* **Excerpted records**

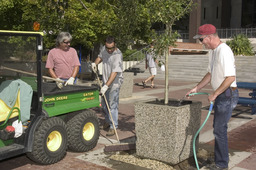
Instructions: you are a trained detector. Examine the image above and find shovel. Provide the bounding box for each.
[95,72,135,152]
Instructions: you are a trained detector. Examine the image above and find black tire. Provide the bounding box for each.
[67,110,100,152]
[27,117,67,165]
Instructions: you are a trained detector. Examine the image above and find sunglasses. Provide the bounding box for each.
[199,35,208,42]
[63,41,70,44]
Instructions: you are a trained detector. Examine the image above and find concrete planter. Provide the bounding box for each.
[135,100,202,165]
[119,72,134,98]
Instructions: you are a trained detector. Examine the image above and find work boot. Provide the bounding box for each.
[100,122,110,130]
[106,128,115,136]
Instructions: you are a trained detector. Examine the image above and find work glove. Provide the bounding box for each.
[65,77,75,86]
[92,63,97,73]
[100,85,108,96]
[56,78,63,89]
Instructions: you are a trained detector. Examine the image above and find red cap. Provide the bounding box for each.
[193,24,216,39]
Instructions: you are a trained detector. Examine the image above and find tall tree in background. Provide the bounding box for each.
[147,0,193,104]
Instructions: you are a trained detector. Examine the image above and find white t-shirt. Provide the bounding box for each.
[99,46,123,85]
[207,43,237,90]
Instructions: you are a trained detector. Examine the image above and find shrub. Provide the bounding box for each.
[226,34,254,56]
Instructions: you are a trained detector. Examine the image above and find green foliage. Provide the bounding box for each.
[226,34,254,56]
[123,49,145,61]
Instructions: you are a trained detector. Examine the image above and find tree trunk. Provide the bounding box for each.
[164,47,169,105]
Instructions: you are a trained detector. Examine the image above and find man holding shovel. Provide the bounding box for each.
[92,36,123,136]
[45,32,80,89]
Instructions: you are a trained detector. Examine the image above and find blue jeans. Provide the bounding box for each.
[101,84,121,129]
[213,88,239,168]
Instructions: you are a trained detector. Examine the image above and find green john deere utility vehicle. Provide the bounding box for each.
[0,30,100,164]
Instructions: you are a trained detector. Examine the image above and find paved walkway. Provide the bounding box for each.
[0,76,256,170]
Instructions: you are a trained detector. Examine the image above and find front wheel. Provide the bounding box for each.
[27,117,67,165]
[67,110,100,152]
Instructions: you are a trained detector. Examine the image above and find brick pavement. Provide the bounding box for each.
[0,77,256,170]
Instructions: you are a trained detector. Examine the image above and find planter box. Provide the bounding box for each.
[119,72,134,98]
[135,100,202,165]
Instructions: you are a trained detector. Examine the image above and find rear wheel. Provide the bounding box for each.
[67,110,100,152]
[27,117,67,164]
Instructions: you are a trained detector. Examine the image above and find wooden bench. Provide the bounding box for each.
[237,82,256,114]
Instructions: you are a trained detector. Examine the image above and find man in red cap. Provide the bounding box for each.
[186,24,239,169]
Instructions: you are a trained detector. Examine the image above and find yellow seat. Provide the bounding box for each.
[0,90,20,122]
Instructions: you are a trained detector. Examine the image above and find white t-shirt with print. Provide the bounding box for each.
[99,46,123,85]
[207,43,237,90]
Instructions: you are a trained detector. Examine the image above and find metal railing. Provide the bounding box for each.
[157,28,256,39]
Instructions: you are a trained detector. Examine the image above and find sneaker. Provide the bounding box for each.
[106,128,115,136]
[100,122,110,130]
[207,164,228,170]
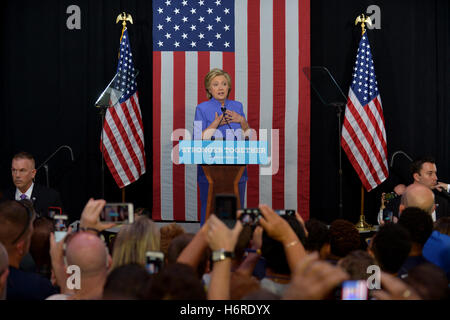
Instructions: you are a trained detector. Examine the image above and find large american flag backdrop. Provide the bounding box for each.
[341,33,389,191]
[153,0,310,221]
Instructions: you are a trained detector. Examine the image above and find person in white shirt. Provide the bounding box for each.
[5,152,63,216]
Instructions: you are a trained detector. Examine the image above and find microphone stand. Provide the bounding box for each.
[36,145,75,188]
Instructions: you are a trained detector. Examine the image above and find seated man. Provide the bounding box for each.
[378,158,450,224]
[4,152,62,216]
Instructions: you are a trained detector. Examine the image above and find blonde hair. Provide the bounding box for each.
[159,223,185,258]
[205,68,231,100]
[111,216,160,270]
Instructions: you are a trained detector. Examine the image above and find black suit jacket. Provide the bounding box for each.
[434,191,450,220]
[386,190,450,220]
[4,183,62,217]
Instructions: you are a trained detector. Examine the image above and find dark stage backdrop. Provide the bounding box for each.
[0,0,450,222]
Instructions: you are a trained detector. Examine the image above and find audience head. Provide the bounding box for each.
[64,232,111,278]
[30,217,54,277]
[0,242,9,300]
[167,233,211,279]
[403,263,448,300]
[399,183,435,214]
[146,263,206,300]
[398,207,433,246]
[369,223,411,274]
[11,152,36,192]
[410,156,438,188]
[112,216,160,269]
[305,219,330,259]
[0,200,35,268]
[103,263,151,300]
[338,250,376,280]
[394,184,406,196]
[230,272,261,300]
[434,217,450,236]
[159,223,185,258]
[261,215,306,274]
[329,219,361,258]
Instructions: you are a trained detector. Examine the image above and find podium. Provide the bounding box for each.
[201,164,246,219]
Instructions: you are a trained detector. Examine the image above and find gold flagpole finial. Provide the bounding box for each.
[116,12,133,28]
[355,13,372,34]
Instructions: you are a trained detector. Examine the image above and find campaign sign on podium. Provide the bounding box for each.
[179,140,269,165]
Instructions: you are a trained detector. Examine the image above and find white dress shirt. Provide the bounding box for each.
[16,182,34,200]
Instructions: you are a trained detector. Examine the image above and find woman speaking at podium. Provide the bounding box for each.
[194,69,249,225]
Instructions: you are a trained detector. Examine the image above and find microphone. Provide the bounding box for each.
[219,102,237,141]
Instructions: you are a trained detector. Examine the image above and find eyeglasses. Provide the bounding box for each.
[63,228,109,267]
[12,200,33,244]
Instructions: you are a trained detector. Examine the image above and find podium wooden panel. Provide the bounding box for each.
[202,164,245,221]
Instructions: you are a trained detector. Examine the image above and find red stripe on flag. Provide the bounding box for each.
[103,141,124,188]
[172,52,186,221]
[197,51,210,104]
[152,51,161,220]
[108,103,141,175]
[373,96,387,157]
[272,0,286,209]
[103,119,135,182]
[347,99,387,185]
[247,0,261,207]
[127,96,146,167]
[343,115,381,184]
[341,139,372,191]
[222,52,236,100]
[297,0,311,220]
[197,51,210,221]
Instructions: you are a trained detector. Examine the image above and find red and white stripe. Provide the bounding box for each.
[152,0,310,221]
[101,92,146,188]
[341,88,389,191]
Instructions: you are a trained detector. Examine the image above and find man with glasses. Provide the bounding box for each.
[0,200,57,300]
[4,152,62,216]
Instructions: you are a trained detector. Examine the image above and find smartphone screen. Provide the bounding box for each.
[214,194,237,228]
[383,209,393,222]
[342,280,368,300]
[145,251,164,274]
[48,207,62,219]
[274,209,295,216]
[53,214,68,242]
[100,203,134,224]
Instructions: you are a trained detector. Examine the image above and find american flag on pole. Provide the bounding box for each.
[152,0,310,221]
[341,33,389,191]
[101,28,146,188]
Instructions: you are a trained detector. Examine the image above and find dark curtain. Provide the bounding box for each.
[311,0,450,223]
[0,0,450,222]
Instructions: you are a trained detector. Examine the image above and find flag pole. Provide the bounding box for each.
[116,12,133,202]
[355,14,372,231]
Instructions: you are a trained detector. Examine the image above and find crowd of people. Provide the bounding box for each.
[0,153,450,300]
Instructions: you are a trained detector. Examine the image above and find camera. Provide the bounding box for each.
[145,251,164,274]
[53,214,68,242]
[214,194,237,229]
[383,209,394,223]
[275,209,295,216]
[239,208,261,227]
[384,192,398,201]
[341,280,369,300]
[100,203,134,224]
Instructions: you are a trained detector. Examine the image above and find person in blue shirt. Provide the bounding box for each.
[194,68,250,225]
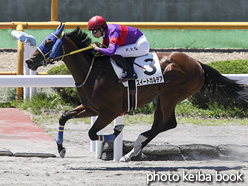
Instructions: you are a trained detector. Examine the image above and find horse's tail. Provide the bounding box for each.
[200,63,248,102]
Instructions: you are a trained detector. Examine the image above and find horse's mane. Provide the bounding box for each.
[66,27,92,48]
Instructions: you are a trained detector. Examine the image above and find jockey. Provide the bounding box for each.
[88,15,150,82]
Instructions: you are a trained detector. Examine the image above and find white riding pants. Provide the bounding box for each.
[115,35,150,57]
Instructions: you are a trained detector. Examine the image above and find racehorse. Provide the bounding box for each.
[26,24,247,161]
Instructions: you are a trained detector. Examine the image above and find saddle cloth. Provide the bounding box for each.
[110,53,164,87]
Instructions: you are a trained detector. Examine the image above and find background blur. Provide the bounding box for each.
[0,0,248,49]
[0,0,248,22]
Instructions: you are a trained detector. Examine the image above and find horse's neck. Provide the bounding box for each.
[63,37,90,85]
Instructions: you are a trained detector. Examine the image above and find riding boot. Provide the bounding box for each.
[112,55,138,83]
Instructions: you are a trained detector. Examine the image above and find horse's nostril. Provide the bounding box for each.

* **Exercise**
Return word for word everything from the line containing "cloth. Provide the bounding box for each." down to the end of the items, with both of those ends included.

* **Solution to this exercise**
Instructions: you are a trained detector. Examine the image above and find saddle cloth. Provide the bounding box for each.
[110,53,164,87]
Instructions: you are a trained detector. Examine the image above and find background blur. Provide the bounding box for each.
[0,0,248,49]
[0,0,248,22]
Instructions: you are a trained detector. Examine the image above and find horse's neck. Provide the bounding box for each.
[63,37,90,85]
Instructions: you are a trained detector. Examine the image above and find riding boot. Provide the bounding box for each.
[112,55,138,83]
Instructions: you are a trained detector. Examine the image above and find horse's nostril. Provide the bounding box for each.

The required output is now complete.